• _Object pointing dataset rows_
★ ★ ★ ★ ★ ★ ★

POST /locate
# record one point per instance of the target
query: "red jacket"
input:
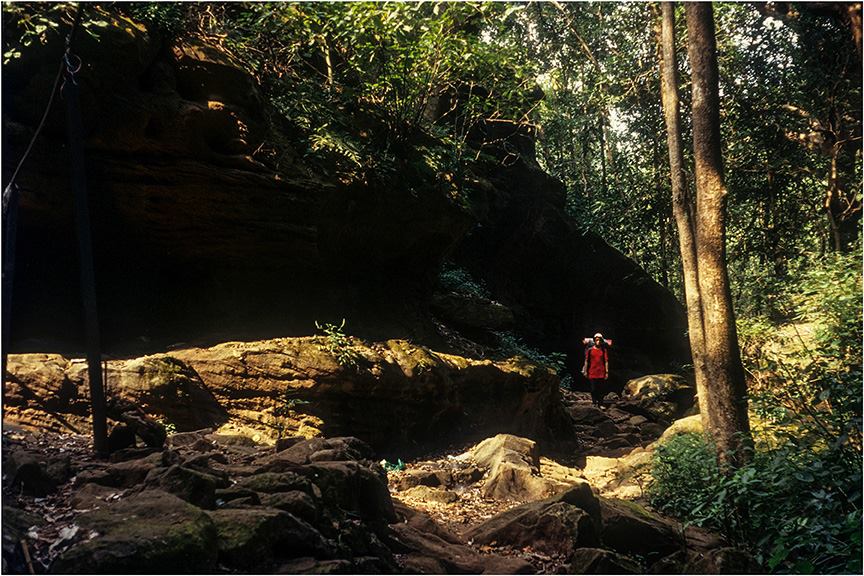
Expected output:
(596, 358)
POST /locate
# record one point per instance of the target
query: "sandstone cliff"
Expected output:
(209, 222)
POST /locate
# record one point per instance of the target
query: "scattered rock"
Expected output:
(426, 548)
(428, 494)
(630, 529)
(722, 561)
(600, 561)
(513, 465)
(663, 397)
(252, 537)
(152, 531)
(557, 525)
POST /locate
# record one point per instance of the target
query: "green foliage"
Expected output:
(339, 345)
(797, 511)
(393, 466)
(797, 505)
(455, 279)
(170, 427)
(512, 345)
(167, 18)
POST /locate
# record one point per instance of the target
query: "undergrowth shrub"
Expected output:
(339, 344)
(797, 505)
(794, 510)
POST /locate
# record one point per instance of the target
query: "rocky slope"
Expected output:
(399, 397)
(213, 503)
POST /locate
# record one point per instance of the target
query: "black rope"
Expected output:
(75, 130)
(11, 194)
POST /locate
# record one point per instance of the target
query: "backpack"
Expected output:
(589, 343)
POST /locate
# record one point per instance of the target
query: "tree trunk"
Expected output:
(682, 206)
(727, 398)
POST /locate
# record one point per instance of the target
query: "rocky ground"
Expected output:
(209, 502)
(221, 497)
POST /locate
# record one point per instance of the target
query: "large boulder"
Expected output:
(513, 468)
(427, 548)
(660, 397)
(205, 205)
(631, 530)
(600, 561)
(398, 397)
(152, 532)
(254, 537)
(554, 526)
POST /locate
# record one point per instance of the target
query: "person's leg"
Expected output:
(595, 391)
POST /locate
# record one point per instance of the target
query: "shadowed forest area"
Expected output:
(310, 287)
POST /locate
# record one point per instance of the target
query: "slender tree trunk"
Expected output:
(682, 207)
(727, 399)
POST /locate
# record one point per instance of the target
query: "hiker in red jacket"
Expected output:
(596, 369)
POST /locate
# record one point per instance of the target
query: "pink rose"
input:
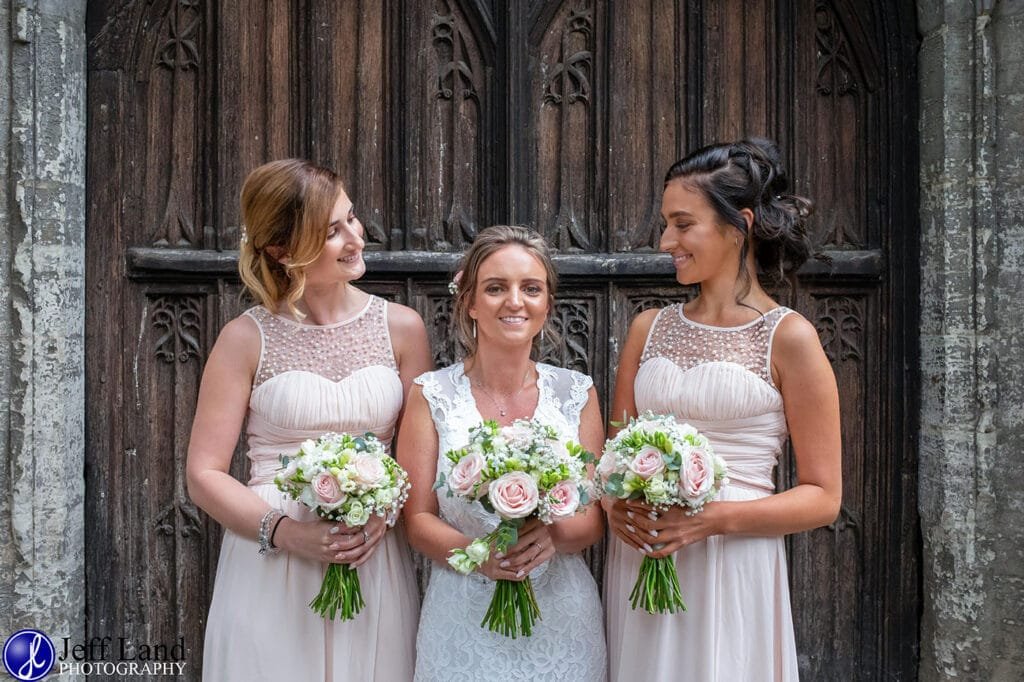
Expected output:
(606, 466)
(563, 499)
(368, 470)
(466, 473)
(514, 495)
(696, 476)
(327, 489)
(647, 462)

★ ★ ★ ★ ★ ★ ★

Every line of text is to be repeated exactly; pictures are left out.

• _RESPONSE_
POST /locate
# record one point per instance of the target
query: "red jacket"
input:
Expected output:
(596, 358)
POST /locate
# record one point per instance of the target
query: "sandstone cliff"
Expected output:
(209, 222)
POST /locate
# record one point per instance of the target
query: "scattered rock"
Expected output:
(426, 548)
(428, 494)
(630, 529)
(722, 561)
(600, 561)
(513, 465)
(663, 397)
(252, 537)
(152, 531)
(557, 525)
POST /locate
# record one point per instance of the target
query: "green foliage"
Expected output:
(339, 345)
(797, 511)
(393, 466)
(797, 505)
(455, 279)
(170, 427)
(512, 345)
(167, 18)
POST /locate
# record one point per instance of the target
query: "undergrowth shrub"
Expected output:
(339, 344)
(797, 505)
(794, 510)
POST /locate
# record one point per instance of the target
query: "rocky slope"
Expected output:
(399, 397)
(213, 503)
POST /locate
# record one point per instance of the target
query: "black rope"
Expected output:
(75, 130)
(11, 194)
POST /locate
# record one point per instance of the target
query: "backpack"
Expected output:
(589, 343)
POST /locate
# record one point per instance of the target
query: "tree trunk"
Expected output:
(682, 206)
(727, 398)
POST /locate
# record one point per instance of the target
query: "rocky ground"
Expected output:
(209, 502)
(221, 497)
POST /locate
# record one point per instance of the target
query: "large boulder"
Expected output:
(513, 468)
(427, 548)
(660, 397)
(205, 205)
(631, 530)
(600, 561)
(398, 397)
(152, 532)
(254, 537)
(554, 526)
POST /locate
# record one point per instance of the target
query: "person's leg"
Expected output:
(595, 391)
POST /locate
# record one point per instance of the target
query: "shadowed forest area"
Expected output:
(310, 287)
POST /locate
# record one point per instance of the target
query: "slender tree trunk"
Expected output:
(682, 207)
(727, 399)
POST /locate
# record one point per instance of the target
query: "hiker in red jacket"
Expected output:
(596, 369)
POST /locate
# record one point per instance of the target
query: "pink rose"
input:
Expected output:
(606, 466)
(563, 499)
(368, 470)
(466, 473)
(514, 495)
(696, 476)
(327, 489)
(647, 462)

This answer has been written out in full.